▸ Articolo
**********
Nello spazio pubblico della cultura - La sfida dell’ateismo
contemporaneo, di Adriano Pessina, Università Cattolicadel Sacro Cuore, 26
novembre 2011, http://www.osservatoreromano.va/
Che fine ha fatto l’ateismo
contemporaneo? Se fino a qualche anno fa, complice la svolta filosofica moderna
che rendeva dogmaticamente impossibile, per definizione, il discorso dedicato
alle prove dell’esistenza di Dio, l’ateismo si presentava in primo luogo dentro
lo spazio pragmatico dell’irreligiosità e dell’indifferenza, oggi assistiamo a
una duplice svolta.
La prima svolta riguarda la
ripresa dell’ateismo teoretico alimentato dal riferimento al discorso
scientifico. Dopo le stagioni classiche dei maestri del sospetto (Marx,
Nietzsche, Freud), oggi è la volta del neodarwinismo e delle neuroscienze a
fornire argomenti affinché si creda che Dio — che alcuni autori preferiscono
scrivere con la minuscola — non esiste. La seconda, più interessante, forse, è
quella che si premura di affermare che l’ateismo può costituire una nuova forma
di moralità. Anche in questo caso si potrebbero trovare degli antecedenti
storici, nell’epoca moderna, citando il dibattito tra Pascal e libertinismo
erudito, o pensando al celebre pamphlet di Sartre sull’ateismo come umanesimo.
**********
▸ Dati forniti
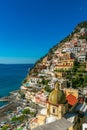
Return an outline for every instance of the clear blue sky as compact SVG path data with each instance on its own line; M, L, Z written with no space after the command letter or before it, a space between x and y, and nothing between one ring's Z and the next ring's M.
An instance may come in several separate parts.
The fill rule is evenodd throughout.
M34 63L87 20L87 0L0 0L0 63Z

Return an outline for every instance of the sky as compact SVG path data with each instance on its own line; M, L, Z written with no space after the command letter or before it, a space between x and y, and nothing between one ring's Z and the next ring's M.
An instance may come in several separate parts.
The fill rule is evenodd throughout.
M87 20L87 0L0 0L0 63L35 63Z

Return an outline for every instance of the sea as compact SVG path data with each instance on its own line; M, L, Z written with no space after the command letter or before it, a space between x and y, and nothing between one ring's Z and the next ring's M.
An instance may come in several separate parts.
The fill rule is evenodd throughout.
M9 92L20 89L33 64L0 64L0 97L8 96ZM0 107L6 102L0 102Z

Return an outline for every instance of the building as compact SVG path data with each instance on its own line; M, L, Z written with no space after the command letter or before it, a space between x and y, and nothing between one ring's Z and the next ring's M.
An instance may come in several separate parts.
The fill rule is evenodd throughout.
M66 100L68 101L68 104L73 106L78 101L78 90L73 88L67 88L65 90L66 93Z
M67 121L65 118L61 118L52 123L48 123L42 126L38 126L33 130L73 130L73 124Z
M47 116L54 116L61 119L68 110L63 91L59 90L58 82L55 83L55 89L50 93L47 101Z

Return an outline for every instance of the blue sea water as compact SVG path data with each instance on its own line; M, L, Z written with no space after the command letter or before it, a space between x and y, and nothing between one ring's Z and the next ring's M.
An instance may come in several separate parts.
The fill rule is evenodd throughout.
M19 89L28 69L32 67L33 64L0 64L0 97Z

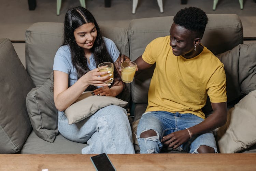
**********
▸ Esercizio scritto
Elenca tutti i pensatori che l'articolo sull'ateismo contemporaneo indica come maestri del sospetto.

▸ Soluzione scritta
Marx, Nietzsche, Freud